**文書の抜粋**
>>>>
定番の改造として、MMC/SDカードスロットを増設し、ストレージ容量を増やすというのがあります。
P/ECEは標準ではストレージがフラッシュRAM512KBしかなく、ユーザが使える領域はさらに狭く348KBで、アプリやデータをそれほど多く入れられません。
しかし、P/ECEのMMCでMP3プレイヤー&MMC対応カーネルサポートページで紹介されているこちらの改造を行い、対応ソフトやカーネルをインストールすると、FAT16でサポートされている最大2GBまでのメモリーカードを読み込めるようになります。
サポートページにはMMC/SDカード変換基板での作例がありますが、変換アダプタでSDカードとして使えるminiSD、microSDも使えるので、例えば変換アダプタに回路を実装してP/ECEの本体ケース内に内蔵するようなこともできます(参考:autch氏の作例)。
で、今回は、以前作っていたmicroSD変換アダプタでの実装が故障(ホットグルーで固めていた下のリード線が外れてしまい、修復不可能)したため、新たにmicroSD変換基板で作り直すことにしました。
以前作った時(10年ぐらい前)はこんな基板なかったのですが、変換アダプタと違って、push-push方式でカード抜き差しできるので、よりそれっぽくなります。
<<<<
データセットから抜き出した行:
>>>>
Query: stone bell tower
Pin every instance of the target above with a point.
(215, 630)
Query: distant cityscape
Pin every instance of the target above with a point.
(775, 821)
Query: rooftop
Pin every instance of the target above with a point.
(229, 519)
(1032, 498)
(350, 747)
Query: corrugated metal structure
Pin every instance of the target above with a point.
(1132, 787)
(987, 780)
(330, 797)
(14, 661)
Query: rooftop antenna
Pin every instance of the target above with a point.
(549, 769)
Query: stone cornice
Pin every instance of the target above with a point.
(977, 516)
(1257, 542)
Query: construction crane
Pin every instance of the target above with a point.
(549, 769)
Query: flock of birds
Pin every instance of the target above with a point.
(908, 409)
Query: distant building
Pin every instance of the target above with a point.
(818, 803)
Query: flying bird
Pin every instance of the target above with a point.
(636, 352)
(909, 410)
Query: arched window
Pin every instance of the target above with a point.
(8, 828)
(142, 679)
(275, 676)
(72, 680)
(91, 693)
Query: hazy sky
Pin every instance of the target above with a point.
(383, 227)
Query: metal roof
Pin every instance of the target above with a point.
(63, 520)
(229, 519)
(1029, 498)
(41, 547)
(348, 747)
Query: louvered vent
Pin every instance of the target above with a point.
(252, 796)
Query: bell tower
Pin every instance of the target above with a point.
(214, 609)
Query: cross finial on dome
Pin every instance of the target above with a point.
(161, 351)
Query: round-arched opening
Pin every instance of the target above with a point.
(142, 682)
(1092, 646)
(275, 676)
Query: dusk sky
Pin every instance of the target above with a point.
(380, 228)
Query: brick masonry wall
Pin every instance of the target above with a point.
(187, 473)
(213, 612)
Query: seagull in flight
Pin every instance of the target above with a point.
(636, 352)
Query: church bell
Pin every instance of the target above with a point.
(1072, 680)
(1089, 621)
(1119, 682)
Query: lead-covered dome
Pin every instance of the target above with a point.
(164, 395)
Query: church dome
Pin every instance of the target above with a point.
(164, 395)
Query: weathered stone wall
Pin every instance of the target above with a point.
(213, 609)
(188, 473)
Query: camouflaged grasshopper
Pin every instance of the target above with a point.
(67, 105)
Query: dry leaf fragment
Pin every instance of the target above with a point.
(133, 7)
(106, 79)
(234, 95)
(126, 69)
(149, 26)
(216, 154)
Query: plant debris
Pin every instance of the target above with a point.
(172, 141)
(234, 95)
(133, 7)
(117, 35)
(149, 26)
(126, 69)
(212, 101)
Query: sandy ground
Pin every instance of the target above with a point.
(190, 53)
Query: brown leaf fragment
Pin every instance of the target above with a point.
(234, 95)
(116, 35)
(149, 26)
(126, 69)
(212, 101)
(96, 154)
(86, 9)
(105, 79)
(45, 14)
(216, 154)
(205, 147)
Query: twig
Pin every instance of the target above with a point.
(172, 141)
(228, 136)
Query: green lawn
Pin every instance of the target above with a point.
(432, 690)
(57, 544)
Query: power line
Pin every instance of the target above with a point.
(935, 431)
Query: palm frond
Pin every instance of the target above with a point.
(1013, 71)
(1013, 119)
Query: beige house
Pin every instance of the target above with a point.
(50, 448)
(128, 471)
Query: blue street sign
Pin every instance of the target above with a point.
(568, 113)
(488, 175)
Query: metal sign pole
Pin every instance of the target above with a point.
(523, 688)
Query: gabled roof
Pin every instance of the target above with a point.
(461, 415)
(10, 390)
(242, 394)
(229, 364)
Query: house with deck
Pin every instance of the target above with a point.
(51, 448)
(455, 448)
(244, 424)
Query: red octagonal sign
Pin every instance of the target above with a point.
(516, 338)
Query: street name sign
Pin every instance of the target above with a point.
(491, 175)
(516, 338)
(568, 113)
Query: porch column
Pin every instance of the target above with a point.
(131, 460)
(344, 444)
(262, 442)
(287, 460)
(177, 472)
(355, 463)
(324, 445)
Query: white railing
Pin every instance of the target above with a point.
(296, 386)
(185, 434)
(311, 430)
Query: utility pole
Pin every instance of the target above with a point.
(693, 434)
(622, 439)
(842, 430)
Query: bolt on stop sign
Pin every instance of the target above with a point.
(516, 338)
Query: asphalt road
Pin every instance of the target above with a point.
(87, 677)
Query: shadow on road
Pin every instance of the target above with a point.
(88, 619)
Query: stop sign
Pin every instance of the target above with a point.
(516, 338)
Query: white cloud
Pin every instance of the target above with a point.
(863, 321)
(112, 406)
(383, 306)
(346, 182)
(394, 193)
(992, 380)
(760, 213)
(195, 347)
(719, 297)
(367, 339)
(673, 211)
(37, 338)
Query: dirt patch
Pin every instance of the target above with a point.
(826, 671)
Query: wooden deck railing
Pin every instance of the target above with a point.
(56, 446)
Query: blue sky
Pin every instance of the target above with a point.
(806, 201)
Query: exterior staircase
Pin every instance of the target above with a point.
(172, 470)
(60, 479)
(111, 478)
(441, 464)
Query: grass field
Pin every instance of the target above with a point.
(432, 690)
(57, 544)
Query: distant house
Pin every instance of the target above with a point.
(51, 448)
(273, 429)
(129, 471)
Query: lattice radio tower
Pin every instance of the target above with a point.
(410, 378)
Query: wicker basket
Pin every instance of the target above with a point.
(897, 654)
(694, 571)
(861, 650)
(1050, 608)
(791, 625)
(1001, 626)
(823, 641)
<<<<
**作業目標**
P/ECEの改造に関する文章のうち、「定番の改造として、MMC/S」から始まり「板で作り直すことにしました。」で終わる部分を、「サポートページ」を「解説ページ」に差し替えたうえで書き出してください。 記録は、P/ECEの改造に関する文章とは別個の資料です。

**作業結果**
定番の改造として、MMC/SDカードスロットを増設し、ストレージ容量を増やすというのがあります。
P/ECEは標準ではストレージがフラッシュRAM512KBしかなく、ユーザが使える領域はさらに狭く348KBで、アプリやデータをそれほど多く入れられません。
しかし、P/ECEのMMCでMP3プレイヤー&MMC対応カーネル解説ページで紹介されているこちらの改造を行い、対応ソフトやカーネルをインストールすると、FAT16でサポートされている最大2GBまでのメモリーカードを読み込めるようになります。
解説ページにはMMC/SDカード変換基板での作例がありますが、変換アダプタでSDカードとして使えるminiSD、microSDも使えるので、例えば変換アダプタに回路を実装してP/ECEの本体ケース内に内蔵するようなこともできます(参考:autch氏の作例)。
で、今回は、以前作っていたmicroSD変換アダプタでの実装が故障(ホットグルーで固めていた下のリード線が外れてしまい、修復不可能)したため、新たにmicroSD変換基板で作り直すことにしました。